--- START OF EXERCISE DATA ---

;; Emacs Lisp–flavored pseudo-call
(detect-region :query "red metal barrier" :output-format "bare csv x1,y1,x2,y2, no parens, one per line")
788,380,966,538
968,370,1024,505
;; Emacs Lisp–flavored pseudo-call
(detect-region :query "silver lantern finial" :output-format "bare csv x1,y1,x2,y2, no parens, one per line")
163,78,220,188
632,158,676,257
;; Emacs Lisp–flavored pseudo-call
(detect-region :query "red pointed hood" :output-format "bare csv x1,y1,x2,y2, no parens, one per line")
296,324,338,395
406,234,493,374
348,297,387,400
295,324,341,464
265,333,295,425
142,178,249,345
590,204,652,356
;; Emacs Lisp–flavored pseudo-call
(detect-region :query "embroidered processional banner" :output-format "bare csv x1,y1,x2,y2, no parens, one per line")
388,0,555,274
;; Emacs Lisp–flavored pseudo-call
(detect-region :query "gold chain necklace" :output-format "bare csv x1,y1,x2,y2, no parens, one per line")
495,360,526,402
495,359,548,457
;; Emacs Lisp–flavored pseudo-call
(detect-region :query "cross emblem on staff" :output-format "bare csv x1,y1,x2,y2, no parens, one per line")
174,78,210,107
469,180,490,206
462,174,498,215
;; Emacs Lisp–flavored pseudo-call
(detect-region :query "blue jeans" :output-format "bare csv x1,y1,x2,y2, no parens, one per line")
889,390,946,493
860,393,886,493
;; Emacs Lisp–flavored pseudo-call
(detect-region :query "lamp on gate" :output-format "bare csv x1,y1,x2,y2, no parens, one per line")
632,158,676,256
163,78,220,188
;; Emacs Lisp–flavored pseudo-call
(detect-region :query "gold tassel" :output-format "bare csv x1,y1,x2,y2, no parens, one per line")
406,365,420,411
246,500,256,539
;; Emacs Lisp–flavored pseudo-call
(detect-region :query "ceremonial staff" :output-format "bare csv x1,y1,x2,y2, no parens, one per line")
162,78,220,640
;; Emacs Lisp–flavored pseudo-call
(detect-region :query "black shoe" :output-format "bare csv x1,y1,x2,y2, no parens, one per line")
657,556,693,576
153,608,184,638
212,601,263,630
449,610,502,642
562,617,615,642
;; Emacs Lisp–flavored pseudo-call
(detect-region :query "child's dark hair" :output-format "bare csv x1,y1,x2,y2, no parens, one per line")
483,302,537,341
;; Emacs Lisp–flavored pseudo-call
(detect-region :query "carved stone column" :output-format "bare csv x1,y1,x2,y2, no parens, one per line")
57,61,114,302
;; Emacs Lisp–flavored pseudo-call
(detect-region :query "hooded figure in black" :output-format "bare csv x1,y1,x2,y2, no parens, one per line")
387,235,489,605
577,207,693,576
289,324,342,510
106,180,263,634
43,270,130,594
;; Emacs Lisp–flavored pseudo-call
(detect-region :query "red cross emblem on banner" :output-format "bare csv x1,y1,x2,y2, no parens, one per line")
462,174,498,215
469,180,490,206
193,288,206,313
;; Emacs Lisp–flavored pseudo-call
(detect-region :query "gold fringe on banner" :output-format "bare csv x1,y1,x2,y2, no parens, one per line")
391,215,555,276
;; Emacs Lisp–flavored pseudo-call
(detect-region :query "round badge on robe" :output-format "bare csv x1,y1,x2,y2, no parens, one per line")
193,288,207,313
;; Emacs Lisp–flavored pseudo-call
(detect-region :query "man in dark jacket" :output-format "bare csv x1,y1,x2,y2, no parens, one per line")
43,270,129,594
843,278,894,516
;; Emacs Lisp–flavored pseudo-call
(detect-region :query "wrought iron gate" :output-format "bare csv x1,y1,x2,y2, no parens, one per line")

--- END OF EXERCISE DATA ---

* **TASK**: All of the entries above need to be reproduced exactly.

* **REPLY TO THE EXERCISE**:
;; Emacs Lisp–flavored pseudo-call
(detect-region :query "red metal barrier" :output-format "bare csv x1,y1,x2,y2, no parens, one per line")
788,380,966,538
968,370,1024,505
;; Emacs Lisp–flavored pseudo-call
(detect-region :query "silver lantern finial" :output-format "bare csv x1,y1,x2,y2, no parens, one per line")
163,78,220,188
632,158,676,257
;; Emacs Lisp–flavored pseudo-call
(detect-region :query "red pointed hood" :output-format "bare csv x1,y1,x2,y2, no parens, one per line")
296,324,338,395
406,234,493,374
348,297,387,400
295,324,341,464
265,333,295,425
142,178,249,345
590,204,652,356
;; Emacs Lisp–flavored pseudo-call
(detect-region :query "embroidered processional banner" :output-format "bare csv x1,y1,x2,y2, no parens, one per line")
388,0,555,274
;; Emacs Lisp–flavored pseudo-call
(detect-region :query "gold chain necklace" :output-format "bare csv x1,y1,x2,y2, no parens, one per line")
495,360,526,402
495,359,548,457
;; Emacs Lisp–flavored pseudo-call
(detect-region :query "cross emblem on staff" :output-format "bare csv x1,y1,x2,y2, no parens, one per line")
174,78,210,107
469,180,490,206
462,174,498,215
;; Emacs Lisp–flavored pseudo-call
(detect-region :query "blue jeans" :output-format "bare csv x1,y1,x2,y2, no parens, one per line")
889,390,946,493
860,393,886,493
;; Emacs Lisp–flavored pseudo-call
(detect-region :query "lamp on gate" :output-format "bare csv x1,y1,x2,y2, no parens, one per line")
632,158,676,256
163,78,220,188
;; Emacs Lisp–flavored pseudo-call
(detect-region :query "gold tassel" :output-format "bare csv x1,y1,x2,y2, no parens, one per line")
406,365,420,411
246,500,256,539
;; Emacs Lisp–flavored pseudo-call
(detect-region :query "ceremonial staff" :output-format "bare csv x1,y1,x2,y2, no parens, one per line")
162,78,220,640
;; Emacs Lisp–flavored pseudo-call
(detect-region :query "black shoe" :output-format "bare csv x1,y1,x2,y2, no parens, one per line")
657,556,693,576
153,608,184,638
212,601,263,630
449,610,502,642
562,617,615,642
;; Emacs Lisp–flavored pseudo-call
(detect-region :query "child's dark hair" :output-format "bare csv x1,y1,x2,y2, no parens, one per line")
483,302,537,341
;; Emacs Lisp–flavored pseudo-call
(detect-region :query "carved stone column" :output-format "bare csv x1,y1,x2,y2, no parens, one per line")
57,61,114,302
;; Emacs Lisp–flavored pseudo-call
(detect-region :query "hooded figure in black" :output-format "bare csv x1,y1,x2,y2, no parens, one per line")
387,235,489,605
577,207,693,576
289,324,342,510
106,180,263,634
43,270,130,594
;; Emacs Lisp–flavored pseudo-call
(detect-region :query "red cross emblem on banner" :output-format "bare csv x1,y1,x2,y2, no parens, one per line")
462,174,498,215
469,180,490,206
193,288,206,313
;; Emacs Lisp–flavored pseudo-call
(detect-region :query "gold fringe on banner" :output-format "bare csv x1,y1,x2,y2, no parens, one per line")
391,215,555,276
;; Emacs Lisp–flavored pseudo-call
(detect-region :query "round badge on robe" :output-format "bare csv x1,y1,x2,y2, no parens, one per line")
193,288,207,313
;; Emacs Lisp–flavored pseudo-call
(detect-region :query "man in dark jacket" :output-format "bare csv x1,y1,x2,y2, no parens, one per line")
43,270,129,594
843,278,894,516
;; Emacs Lisp–flavored pseudo-call
(detect-region :query "wrought iron gate" :output-format "bare csv x1,y1,x2,y2, no parens, one per line")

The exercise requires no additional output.